## Written request
Repeat every record exactly, but keep images out of the copy.

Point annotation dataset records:
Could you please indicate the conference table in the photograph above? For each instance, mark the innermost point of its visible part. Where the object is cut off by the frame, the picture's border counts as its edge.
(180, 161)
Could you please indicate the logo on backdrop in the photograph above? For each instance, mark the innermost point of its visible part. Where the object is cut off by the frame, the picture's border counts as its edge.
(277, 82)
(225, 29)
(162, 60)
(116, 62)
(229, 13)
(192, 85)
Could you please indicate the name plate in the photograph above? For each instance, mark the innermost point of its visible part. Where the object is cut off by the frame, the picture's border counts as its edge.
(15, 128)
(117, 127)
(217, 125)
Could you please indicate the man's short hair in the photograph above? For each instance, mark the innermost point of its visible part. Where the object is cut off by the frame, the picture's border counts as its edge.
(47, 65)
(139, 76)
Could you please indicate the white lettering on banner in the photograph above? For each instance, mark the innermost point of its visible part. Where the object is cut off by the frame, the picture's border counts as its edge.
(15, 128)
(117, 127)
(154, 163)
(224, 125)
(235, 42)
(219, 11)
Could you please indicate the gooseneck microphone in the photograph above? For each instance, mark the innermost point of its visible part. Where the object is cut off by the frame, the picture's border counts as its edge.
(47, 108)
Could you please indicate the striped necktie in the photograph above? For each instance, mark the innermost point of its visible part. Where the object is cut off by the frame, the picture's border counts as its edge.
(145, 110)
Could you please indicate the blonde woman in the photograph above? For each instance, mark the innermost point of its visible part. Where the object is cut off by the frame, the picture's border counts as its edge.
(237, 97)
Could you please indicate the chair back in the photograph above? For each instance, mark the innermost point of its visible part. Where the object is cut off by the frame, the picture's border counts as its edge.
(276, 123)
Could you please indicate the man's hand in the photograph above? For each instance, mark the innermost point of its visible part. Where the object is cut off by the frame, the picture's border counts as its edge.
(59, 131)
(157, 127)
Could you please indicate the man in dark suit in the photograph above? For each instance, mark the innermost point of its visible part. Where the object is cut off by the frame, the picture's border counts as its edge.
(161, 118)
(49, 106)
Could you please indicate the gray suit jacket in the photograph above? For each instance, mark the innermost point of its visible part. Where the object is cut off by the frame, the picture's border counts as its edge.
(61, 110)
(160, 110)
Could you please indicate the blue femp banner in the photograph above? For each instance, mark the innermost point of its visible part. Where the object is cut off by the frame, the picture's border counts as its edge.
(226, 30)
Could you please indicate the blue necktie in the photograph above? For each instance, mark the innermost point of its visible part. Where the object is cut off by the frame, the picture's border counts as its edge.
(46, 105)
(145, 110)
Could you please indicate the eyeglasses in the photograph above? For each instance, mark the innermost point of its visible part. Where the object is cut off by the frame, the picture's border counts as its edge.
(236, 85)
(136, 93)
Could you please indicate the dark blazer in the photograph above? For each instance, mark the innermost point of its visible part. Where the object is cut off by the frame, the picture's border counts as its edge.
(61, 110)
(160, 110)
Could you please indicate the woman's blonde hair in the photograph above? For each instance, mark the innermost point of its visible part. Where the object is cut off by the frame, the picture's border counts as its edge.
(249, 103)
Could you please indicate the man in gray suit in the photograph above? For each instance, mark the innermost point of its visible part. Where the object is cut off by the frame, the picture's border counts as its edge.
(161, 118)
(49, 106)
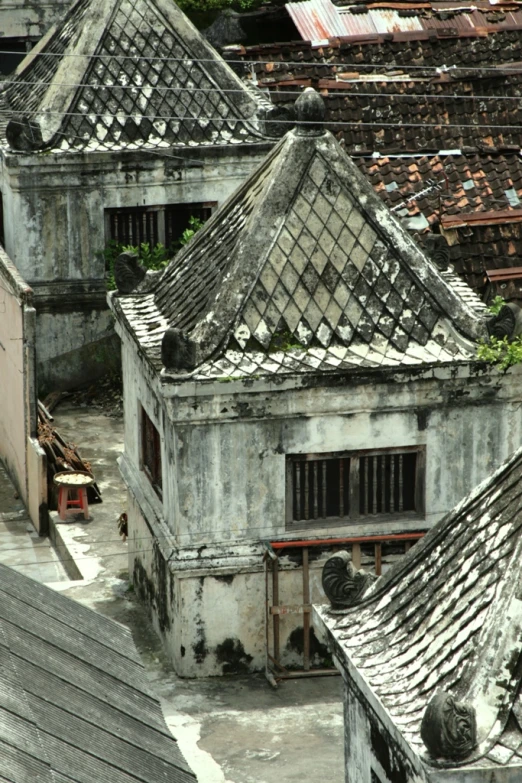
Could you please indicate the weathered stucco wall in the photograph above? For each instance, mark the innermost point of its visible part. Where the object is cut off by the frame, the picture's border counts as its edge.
(223, 457)
(30, 19)
(18, 409)
(226, 452)
(54, 226)
(37, 486)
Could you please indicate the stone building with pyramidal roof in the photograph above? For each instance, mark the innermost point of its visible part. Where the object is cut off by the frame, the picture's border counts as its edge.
(300, 372)
(120, 124)
(430, 653)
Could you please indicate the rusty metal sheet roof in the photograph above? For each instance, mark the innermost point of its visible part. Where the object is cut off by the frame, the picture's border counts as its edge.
(482, 218)
(316, 19)
(510, 273)
(319, 20)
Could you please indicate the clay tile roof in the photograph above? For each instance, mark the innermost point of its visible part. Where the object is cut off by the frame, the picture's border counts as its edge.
(374, 108)
(448, 617)
(305, 262)
(475, 196)
(75, 704)
(120, 74)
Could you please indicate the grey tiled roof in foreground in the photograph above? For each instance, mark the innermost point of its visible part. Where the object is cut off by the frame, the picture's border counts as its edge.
(448, 617)
(130, 74)
(75, 706)
(304, 269)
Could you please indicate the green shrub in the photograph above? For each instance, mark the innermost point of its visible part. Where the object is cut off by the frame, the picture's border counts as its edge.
(501, 352)
(155, 258)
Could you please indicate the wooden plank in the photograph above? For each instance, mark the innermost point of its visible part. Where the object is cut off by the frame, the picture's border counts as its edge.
(291, 609)
(378, 559)
(306, 616)
(275, 602)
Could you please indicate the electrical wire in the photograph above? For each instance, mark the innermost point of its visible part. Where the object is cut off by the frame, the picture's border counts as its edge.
(241, 91)
(291, 123)
(188, 60)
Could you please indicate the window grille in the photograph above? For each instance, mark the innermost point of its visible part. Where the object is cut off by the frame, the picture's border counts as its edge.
(134, 226)
(151, 453)
(165, 224)
(347, 486)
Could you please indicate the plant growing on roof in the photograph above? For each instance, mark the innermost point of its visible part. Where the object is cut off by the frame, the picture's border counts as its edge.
(504, 351)
(496, 305)
(154, 257)
(501, 351)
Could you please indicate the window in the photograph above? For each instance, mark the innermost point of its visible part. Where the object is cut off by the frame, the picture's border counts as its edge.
(151, 453)
(165, 224)
(348, 486)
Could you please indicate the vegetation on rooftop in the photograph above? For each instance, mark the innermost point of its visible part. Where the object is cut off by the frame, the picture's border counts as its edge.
(502, 352)
(155, 257)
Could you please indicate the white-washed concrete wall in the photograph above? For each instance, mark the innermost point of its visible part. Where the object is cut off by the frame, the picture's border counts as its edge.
(54, 224)
(223, 456)
(30, 19)
(37, 486)
(17, 371)
(230, 448)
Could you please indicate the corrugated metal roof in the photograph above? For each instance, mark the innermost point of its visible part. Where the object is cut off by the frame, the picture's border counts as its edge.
(316, 19)
(319, 20)
(75, 704)
(511, 273)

## Result of this exercise
Could you please indicate the conference table in the photograph above? For each instance, mark the innermost point of its visible part. Where the object is cut off by the frame, the picture's border counts as its edge.
(180, 161)
Could you please indicate the logo on backdrop in the photograph above? For each instance, mark the innermost point of its visible part. Where the object is cut off by the frame, the picture's border counts as its edge.
(277, 82)
(225, 29)
(162, 60)
(116, 62)
(229, 13)
(192, 85)
Could you please indicate the name plate in the photograph above? For each instance, mark the innermost point of its visible part. Where the object is cut off by the frame, the picture's border counts as its edge.
(15, 128)
(117, 127)
(217, 125)
Could you please indicate the man's short hair in the photograph above? For each instance, mark the innermost point of its visible part. Where the object is cut off by the frame, the picture's border counts as its edge.
(47, 65)
(139, 76)
Could you please indicate the white lettering on banner in the photograph above? For each instance, mark the innermost point of its visible part. Where the object is cut off by the frame, the picture's border counts as its edge.
(15, 128)
(117, 127)
(154, 163)
(224, 125)
(235, 42)
(219, 11)
Could you please indicate the gooseneck microphone in the photograph above? For each instance, mark the innermost point of its visible part. Where the object is cut off by the frame, the picture's border counts as its edge.
(47, 108)
Could you please indicate the striped necktie in the photograph above? For each instance, mark the innermost point of its visible part. Where the object is cut off by the frame, the picture's border counts as its edge.
(145, 110)
Could you please indicate the blonde woman in the photograph above? For each instance, mark the innermost point of its visible part. Where the object is cut off by the frame, the picture's border counts as its edge.
(237, 97)
Could you please indicate the chair back in the photograph above? For each instance, mark the innermost point of its visible part. Where the object is cut off by the frame, the picture's border counts as its edge.
(276, 123)
Could you please indicate the man's hand in the photograph above? For each instance, mark the innermost point of its visible part. Where the object is cut off by the frame, the picture's border counts as its edge.
(59, 131)
(157, 127)
Could you please indicate the man in dark suit in the photograph above? For each instance, mark the innermost point of its visible part. Where the object is cut off by the frame, the picture's border counts as its edge.
(161, 118)
(49, 106)
Could you please indicate the gray suit jacket in the photograph above? For each instance, mark the innermost point of its visible part. Where the object is cut off by the frame, the picture's border counts as its edge.
(61, 110)
(160, 110)
Could you please indicate the blue femp banner in the photograph above? For each instance, mark the innermost point of its visible part. Where the object is cut off by the frame, the picture's border counts as its edge.
(226, 30)
Could you please indicate the blue necktie in the photograph above? For each instance, mark the innermost point of its visible part. Where the object is cut off by the frame, the picture's border counts as its edge.
(46, 105)
(145, 110)
Could you please indicate the eyeglasses in the photograph above? For each instance, mark the innermost point of its visible part. Where the object is cut off by the frame, the picture's border counts as its edge.
(236, 85)
(136, 93)
Could you please indicate the dark blazer in the photograph above? For each instance, mark the innermost point of its visible part. Where the object is cut off by the frame, the picture's border counts as its edge.
(61, 110)
(160, 110)
Could you please indicate the woman's blonde hair in the photograph above? For each instance, mark the innermost point of its visible part. Where the object is cut off by the frame, the picture's border counts as its edge.
(249, 103)
Could you please indicate the man in gray suit in the photograph above? For each instance, mark the innermost point of its visible part. Where the object is cut off by the frame, the picture's border counts as its edge.
(161, 118)
(49, 106)
Could you please indicate the weathered stucco wall in the photograph above? For each instance, mark the innermost point of its visible part. Where the object is cut off by the frame, the picture's border counts as its edge.
(223, 457)
(30, 19)
(18, 409)
(226, 452)
(54, 226)
(37, 486)
Could you please indicate the stone building with pyramidal roof in the photograph above? For each instance, mark the innermost point of its visible part. Where the object is cut off by the frame, the picture's border counts as its edge.
(300, 372)
(120, 124)
(430, 653)
Could you please indicate the rusty metal sheet roof in the photograph above? For each instance, mark the innermost point of its visible part. Where the object is cut off by the frame, the picture's border counts as its edge.
(482, 218)
(316, 19)
(510, 273)
(319, 20)
Could you please indicate the clay tile roof in the photograph above? For each instance, mark the innermost point of its visible part. Where the object is cut off by the frame, the picture's border counts as its edge.
(374, 108)
(448, 617)
(305, 262)
(475, 196)
(75, 704)
(120, 74)
Could you please indicate the grey tiled roof in foreground in the photograph above? For each instance, mark the innermost point of its visible part. Where the object is cut off by the frame, the picture's border counts as its edge.
(448, 617)
(130, 74)
(75, 706)
(304, 269)
Could you please indicate the green shrub in the photograph above? For each instance, mark the innermost point of its visible part. Where the object is cut off by the frame, the picture's border counts as its edge.
(501, 352)
(155, 258)
Could you please indicate the wooden plank in the photograph above? For each instance, mark the innermost point of its visible part. Where the object is cut off by the frame, the picture's border counts as its edge.
(291, 609)
(378, 559)
(306, 616)
(275, 602)
Could you please indicate the electrical wire in the photograph above? For each instance, mark the innermost point of its visible part. Where the object is cut off by the frame, the picture's border counts as its edge.
(241, 91)
(291, 123)
(188, 60)
Could you please indicate the window grille in the photograph above? For each instance, mark the innermost point of its visible part. Where the object is cut off by the frame, the picture's border counts as its edge.
(134, 226)
(151, 453)
(165, 224)
(347, 486)
Could you please indicate the plant growing on roof in the photograph above? For each instance, mark the innermost point of its visible part. Where the object is cut off by the frame, the picture's border counts as its edge.
(504, 351)
(496, 305)
(154, 257)
(501, 351)
Could you please indicate the window in the photograph above? For each instance, mark the innermost point of its visible part. Where the object is cut off by the frame, the picture's border counts as its edge.
(151, 453)
(165, 224)
(348, 486)
Could you please indicate the vegetation on rooftop in the photograph above? For each instance, mark the innermost point of its visible part. Where the object is cut off by the frame, the picture's border counts as its edge.
(502, 352)
(155, 257)
Could you please indicate the white-washed concrete wall in the photograph above? For each instance, mark the innermost point of its visible part. Where the object is cut off by the frame, the picture's border counts as its edge.
(54, 224)
(223, 456)
(30, 19)
(37, 486)
(17, 371)
(230, 448)
Could you please indicate the corrugated metal roof in the photograph above? For each instance, mark the innermost point of its visible part. Where the object is cut off by the frame, the picture's border counts as its edge.
(316, 19)
(319, 20)
(75, 704)
(511, 273)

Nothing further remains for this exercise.